-- REQUIRED WORK --
Please pick out every line in the material below that contains the string "positive" and copy each of those lines.

■ ■ ■ ■

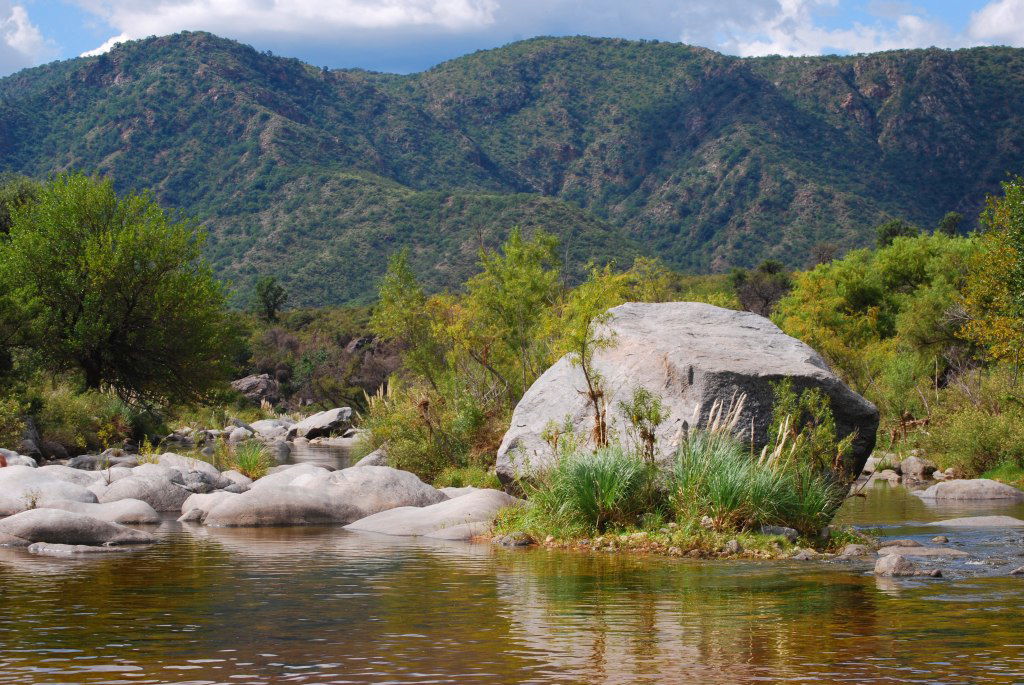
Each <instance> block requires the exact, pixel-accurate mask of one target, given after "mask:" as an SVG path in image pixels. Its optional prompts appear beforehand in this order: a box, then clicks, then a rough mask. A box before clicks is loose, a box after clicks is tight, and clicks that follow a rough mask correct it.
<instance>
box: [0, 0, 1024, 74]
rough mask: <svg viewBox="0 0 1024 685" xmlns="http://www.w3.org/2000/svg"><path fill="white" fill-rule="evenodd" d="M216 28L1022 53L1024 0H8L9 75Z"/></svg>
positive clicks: (399, 65) (222, 28) (738, 45)
mask: <svg viewBox="0 0 1024 685" xmlns="http://www.w3.org/2000/svg"><path fill="white" fill-rule="evenodd" d="M182 30H206V31H211V32H213V33H216V34H218V35H221V36H225V37H229V38H234V39H238V40H241V41H244V42H246V43H250V44H252V45H254V46H255V47H257V48H258V49H260V50H267V49H269V50H273V51H274V52H275V53H279V54H283V55H289V56H296V57H299V58H301V59H303V60H305V61H309V62H312V63H314V65H317V66H326V67H331V68H342V67H361V68H364V69H372V70H378V71H392V72H411V71H419V70H423V69H426V68H428V67H430V66H432V65H435V63H437V62H438V61H442V60H444V59H449V58H452V57H455V56H458V55H460V54H465V53H466V52H471V51H473V50H476V49H481V48H490V47H496V46H499V45H503V44H505V43H508V42H511V41H514V40H519V39H522V38H529V37H532V36H540V35H574V34H587V35H593V36H616V37H623V38H650V39H659V40H669V41H683V42H687V43H694V44H698V45H703V46H707V47H710V48H713V49H716V50H720V51H723V52H727V53H730V54H741V55H755V54H772V53H775V54H822V53H833V52H837V53H855V52H869V51H874V50H880V49H891V48H898V47H927V46H930V45H938V46H941V47H964V46H971V45H991V44H1000V45H1017V46H1022V45H1024V0H958V1H955V0H918V1H914V0H908V1H901V0H0V75H4V74H9V73H11V72H13V71H16V70H18V69H22V68H25V67H30V66H34V65H38V63H42V62H45V61H50V60H52V59H65V58H69V57H74V56H78V55H79V54H82V53H86V52H95V51H97V50H102V49H106V48H109V46H110V45H112V44H113V43H114V42H116V41H119V40H130V39H134V38H143V37H145V36H151V35H165V34H169V33H174V32H177V31H182Z"/></svg>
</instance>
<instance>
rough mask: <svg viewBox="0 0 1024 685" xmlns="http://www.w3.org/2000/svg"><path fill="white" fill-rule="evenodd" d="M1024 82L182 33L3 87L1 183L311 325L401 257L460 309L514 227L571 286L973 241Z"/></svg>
mask: <svg viewBox="0 0 1024 685" xmlns="http://www.w3.org/2000/svg"><path fill="white" fill-rule="evenodd" d="M1022 80H1024V51H1022V50H1017V49H1011V48H975V49H969V50H957V51H947V50H938V49H929V50H901V51H893V52H885V53H878V54H870V55H858V56H851V57H797V58H781V57H764V58H753V59H742V58H736V57H730V56H725V55H721V54H718V53H715V52H713V51H710V50H707V49H702V48H696V47H690V46H686V45H681V44H676V43H656V42H631V41H624V40H607V39H592V38H557V39H555V38H540V39H535V40H529V41H524V42H520V43H515V44H512V45H509V46H506V47H504V48H500V49H496V50H489V51H481V52H477V53H474V54H471V55H467V56H465V57H461V58H459V59H455V60H452V61H450V62H445V63H442V65H440V66H438V67H436V68H434V69H431V70H428V71H426V72H423V73H420V74H413V75H409V76H395V75H385V74H374V73H368V72H362V71H354V70H341V71H327V70H324V69H319V68H315V67H312V66H309V65H305V63H302V62H300V61H299V60H297V59H291V58H282V57H276V56H272V55H270V54H268V53H260V52H257V51H256V50H254V49H252V48H250V47H247V46H245V45H242V44H239V43H236V42H232V41H228V40H223V39H220V38H217V37H215V36H212V35H209V34H205V33H183V34H177V35H174V36H168V37H163V38H151V39H146V40H142V41H135V42H131V43H127V44H124V45H122V46H120V47H118V48H116V49H114V50H112V51H111V52H110V53H108V54H105V55H102V56H98V57H87V58H78V59H72V60H68V61H63V62H55V63H52V65H48V66H44V67H40V68H36V69H32V70H27V71H24V72H20V73H18V74H15V75H13V76H10V77H7V78H5V79H3V80H0V152H2V154H0V171H14V172H20V173H25V174H28V175H31V176H35V177H40V178H42V177H46V176H47V175H49V174H51V173H53V172H54V171H59V170H66V169H78V170H82V171H85V172H89V173H91V172H98V173H101V174H104V175H109V176H111V177H112V178H113V179H114V181H115V185H116V186H117V187H118V188H119V190H121V191H125V190H127V189H130V188H143V187H144V188H152V189H153V191H154V192H155V195H156V198H157V199H158V200H159V201H160V202H161V203H162V204H163V205H165V206H170V207H174V208H177V209H179V210H182V211H183V212H185V213H187V214H190V215H195V216H196V217H197V218H199V219H200V220H201V221H202V222H203V223H204V224H205V225H206V227H207V229H208V231H209V241H208V243H207V246H206V251H207V255H208V256H209V258H210V260H211V263H212V264H213V266H214V268H215V270H216V272H217V273H218V275H220V276H222V277H225V279H228V280H230V281H231V282H232V283H233V285H234V288H236V289H237V290H238V291H241V292H246V291H247V290H248V289H249V288H250V287H251V285H252V284H253V283H254V282H255V280H256V279H257V277H258V276H259V275H265V274H273V275H276V276H278V277H279V279H280V280H281V281H282V282H283V283H284V284H285V285H286V287H288V289H289V291H290V292H291V293H292V302H293V304H295V305H303V306H308V305H317V304H325V303H331V304H337V303H344V302H360V301H364V302H365V301H369V300H370V299H372V298H373V294H374V287H375V283H376V281H377V279H378V277H379V276H380V275H381V274H382V273H383V269H384V265H385V263H386V258H387V255H388V254H392V253H394V252H395V251H397V250H398V249H400V248H404V247H409V248H411V252H410V261H411V264H412V266H413V268H414V269H415V270H416V272H417V274H418V276H419V277H420V279H421V280H422V281H423V283H424V285H425V286H426V287H427V288H430V289H433V290H436V289H438V288H441V287H445V286H449V287H452V286H456V285H458V284H460V283H462V282H463V281H464V280H465V279H466V276H467V275H468V274H469V273H471V272H472V270H473V264H474V262H475V261H476V255H477V252H478V249H479V247H480V246H481V245H482V246H484V247H486V248H489V249H494V248H496V247H497V246H499V245H500V244H501V243H502V242H503V241H504V240H505V238H507V236H508V233H509V231H510V229H511V228H512V227H513V226H515V225H520V226H522V227H523V228H524V229H525V230H526V232H527V233H529V232H531V231H532V230H534V229H536V228H544V229H546V230H547V231H549V232H551V233H554V234H556V236H558V237H559V238H560V239H561V242H562V246H563V254H562V258H563V260H565V261H566V262H567V264H566V273H567V274H569V275H570V276H572V277H575V279H577V280H579V279H580V277H582V275H583V273H584V271H585V269H584V264H585V263H586V261H588V260H589V259H595V260H597V261H599V262H600V261H604V260H607V259H609V258H611V257H616V258H617V259H618V260H620V262H622V263H623V264H628V263H629V262H630V261H631V260H632V257H633V256H634V255H636V254H638V253H640V254H647V255H653V256H657V257H659V258H662V259H664V260H665V261H666V262H667V263H668V264H669V265H671V266H673V267H676V268H681V269H686V270H691V271H692V270H699V271H724V270H727V269H728V268H729V267H731V266H753V265H755V264H757V263H760V262H761V261H762V260H763V259H765V258H775V259H779V260H781V261H782V262H784V263H786V264H787V265H790V266H795V267H801V266H806V265H807V264H808V263H809V261H810V254H811V251H812V248H813V247H814V246H815V245H818V244H821V243H829V244H834V245H835V246H837V247H838V248H839V249H841V250H843V251H845V250H849V249H852V248H856V247H863V246H866V245H868V244H870V243H871V242H872V240H873V232H872V227H873V226H874V225H877V224H878V223H880V222H881V221H883V220H885V219H887V218H891V217H906V218H907V219H909V220H911V221H914V222H916V223H920V224H923V225H934V224H935V223H936V222H937V221H938V219H939V218H940V217H941V216H942V215H943V214H944V213H945V212H947V211H953V210H955V211H959V212H961V213H963V214H964V215H965V216H968V217H976V216H977V215H978V211H979V209H980V204H981V202H982V200H983V198H984V197H985V195H986V194H988V192H992V191H996V190H997V189H998V183H999V181H1001V180H1005V179H1006V177H1007V176H1006V174H1007V172H1019V171H1020V170H1021V169H1022V167H1024V126H1022V125H1021V124H1022V121H1021V113H1022V112H1024V106H1022V105H1024V83H1022ZM971 227H973V226H971V225H965V226H963V229H970V228H971Z"/></svg>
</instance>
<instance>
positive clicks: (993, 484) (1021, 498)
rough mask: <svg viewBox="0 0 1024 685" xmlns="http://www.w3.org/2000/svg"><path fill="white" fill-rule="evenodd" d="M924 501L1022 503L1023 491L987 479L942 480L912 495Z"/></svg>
mask: <svg viewBox="0 0 1024 685" xmlns="http://www.w3.org/2000/svg"><path fill="white" fill-rule="evenodd" d="M914 495H916V496H918V497H920V498H922V499H925V500H1013V501H1015V502H1021V501H1024V491H1021V490H1019V489H1017V488H1016V487H1014V486H1012V485H1007V484H1006V483H1000V482H998V481H997V480H990V479H988V478H973V479H970V480H963V479H961V480H944V481H942V482H940V483H936V484H934V485H932V486H931V487H929V488H928V489H926V490H918V491H915V493H914Z"/></svg>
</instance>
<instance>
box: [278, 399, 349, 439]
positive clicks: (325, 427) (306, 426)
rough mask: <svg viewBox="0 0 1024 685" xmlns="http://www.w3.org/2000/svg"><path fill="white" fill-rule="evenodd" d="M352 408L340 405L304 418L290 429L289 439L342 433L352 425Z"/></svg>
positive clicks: (288, 434)
mask: <svg viewBox="0 0 1024 685" xmlns="http://www.w3.org/2000/svg"><path fill="white" fill-rule="evenodd" d="M351 421H352V410H350V409H349V408H347V406H339V408H336V409H333V410H328V411H326V412H321V413H319V414H314V415H312V416H311V417H308V418H306V419H303V420H302V421H300V422H299V423H297V424H295V425H293V426H292V427H291V428H289V429H288V439H290V440H291V439H293V438H296V437H304V438H306V439H308V440H311V439H313V438H314V437H322V436H325V435H332V434H334V433H340V432H342V431H344V430H346V429H348V428H350V427H351V425H352V424H351Z"/></svg>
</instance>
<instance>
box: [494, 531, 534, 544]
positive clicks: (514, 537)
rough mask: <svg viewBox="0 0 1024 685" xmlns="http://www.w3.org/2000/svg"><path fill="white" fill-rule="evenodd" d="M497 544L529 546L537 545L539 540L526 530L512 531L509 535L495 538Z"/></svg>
mask: <svg viewBox="0 0 1024 685" xmlns="http://www.w3.org/2000/svg"><path fill="white" fill-rule="evenodd" d="M495 544H496V545H498V546H499V547H529V546H530V545H536V544H537V541H535V540H534V539H532V538H530V537H529V536H528V534H526V533H525V532H510V533H508V534H507V536H502V537H501V538H497V539H495Z"/></svg>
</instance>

■ ■ ■ ■

-- OUTPUT FOR THIS TASK --
positive clicks: (399, 65) (222, 28) (738, 45)
positive clicks: (993, 484) (1021, 498)
positive clicks: (325, 427) (306, 426)
positive clicks: (288, 434)
positive clicks: (514, 537)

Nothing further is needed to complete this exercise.